• [What you have to do]
Answer these questions from the post about the Lehigh Valley 211 photograph:
1. In what month and year did Kodak supply the free roll of film?
2. What scanner was used to scan the negative?
3. What film was loaded in the Leica M2?

• [Text block]
_____

DAILY POST: Lehigh Valley 211 at Lincoln Park, Rochester, New York

Free Film, a Borrowed Camera and a Bit of Luck!

In November 1986, Kodak supplied me with a free roll of TMax 100 black & white film as part of a ‘care package’ of new products for students in the Photographic Illustration programs at the Rochester Institute of Technology .

Alco RS-3M at Rochester, New York
The combination of Kodak’s recently released T-Max 100 ‘T’ grain black & white film and a Canon 50mm lens allowed for a very sharp image with exceptionally fine grain and broad tonality. I scanned this 35mm negative with my Epson V500 scanner.
Incidentally, at the left of the image is General Railway Signal’s Rochester plant.

The T-Max black & white films were brand new at the time. They were significant because they used a new ‘T’ grain that featured flat silver halide grains that were supposed to reduce the visual granularity in the film (and lower the film’s silver content).

On this bright sunny morning, I went trackside in Rochester to expose my free film. I had Kodachrome 25 in my Leica M2, so I borrowed my roommate’s Canon A1 for the film test.

_____

• [Provided information]
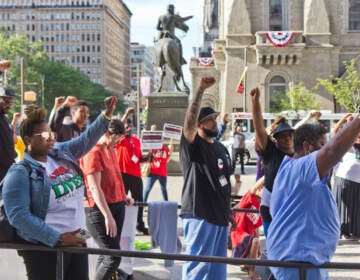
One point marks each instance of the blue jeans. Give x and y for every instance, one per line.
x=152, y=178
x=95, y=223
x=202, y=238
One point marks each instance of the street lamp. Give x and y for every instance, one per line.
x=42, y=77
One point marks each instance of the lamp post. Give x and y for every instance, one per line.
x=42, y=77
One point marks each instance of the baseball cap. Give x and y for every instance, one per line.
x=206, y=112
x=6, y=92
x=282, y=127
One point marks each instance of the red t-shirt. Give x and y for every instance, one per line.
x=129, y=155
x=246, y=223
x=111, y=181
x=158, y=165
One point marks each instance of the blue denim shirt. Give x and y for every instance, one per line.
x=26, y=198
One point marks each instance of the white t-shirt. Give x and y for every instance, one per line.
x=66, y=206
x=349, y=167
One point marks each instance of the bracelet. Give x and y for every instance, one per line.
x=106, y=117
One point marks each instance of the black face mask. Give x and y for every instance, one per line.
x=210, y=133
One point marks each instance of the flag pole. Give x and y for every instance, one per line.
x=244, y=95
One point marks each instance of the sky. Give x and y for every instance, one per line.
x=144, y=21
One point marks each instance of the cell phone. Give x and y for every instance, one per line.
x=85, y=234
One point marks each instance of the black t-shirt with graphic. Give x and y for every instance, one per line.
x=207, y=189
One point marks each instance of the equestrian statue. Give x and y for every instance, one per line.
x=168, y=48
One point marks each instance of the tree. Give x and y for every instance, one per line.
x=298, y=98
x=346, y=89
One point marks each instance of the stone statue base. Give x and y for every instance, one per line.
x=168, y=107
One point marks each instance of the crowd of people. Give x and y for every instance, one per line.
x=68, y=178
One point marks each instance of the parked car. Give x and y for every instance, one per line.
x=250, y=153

_____

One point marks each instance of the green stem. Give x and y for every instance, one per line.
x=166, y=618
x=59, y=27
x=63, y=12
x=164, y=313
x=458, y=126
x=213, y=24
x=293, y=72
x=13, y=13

_____

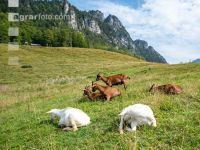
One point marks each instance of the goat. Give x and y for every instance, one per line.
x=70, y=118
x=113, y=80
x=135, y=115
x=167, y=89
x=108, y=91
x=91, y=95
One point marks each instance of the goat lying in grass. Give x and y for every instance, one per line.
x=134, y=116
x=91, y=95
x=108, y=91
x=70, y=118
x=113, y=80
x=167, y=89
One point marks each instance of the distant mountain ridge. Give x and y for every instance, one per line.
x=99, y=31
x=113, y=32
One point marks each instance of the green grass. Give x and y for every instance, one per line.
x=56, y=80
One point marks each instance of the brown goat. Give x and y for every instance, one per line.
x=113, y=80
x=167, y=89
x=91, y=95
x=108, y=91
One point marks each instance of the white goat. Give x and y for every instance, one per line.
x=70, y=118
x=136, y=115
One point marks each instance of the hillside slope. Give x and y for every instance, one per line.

_____

• [Response for this exercise]
1. November 1986
2. An Epson V500
3. Kodachrome 25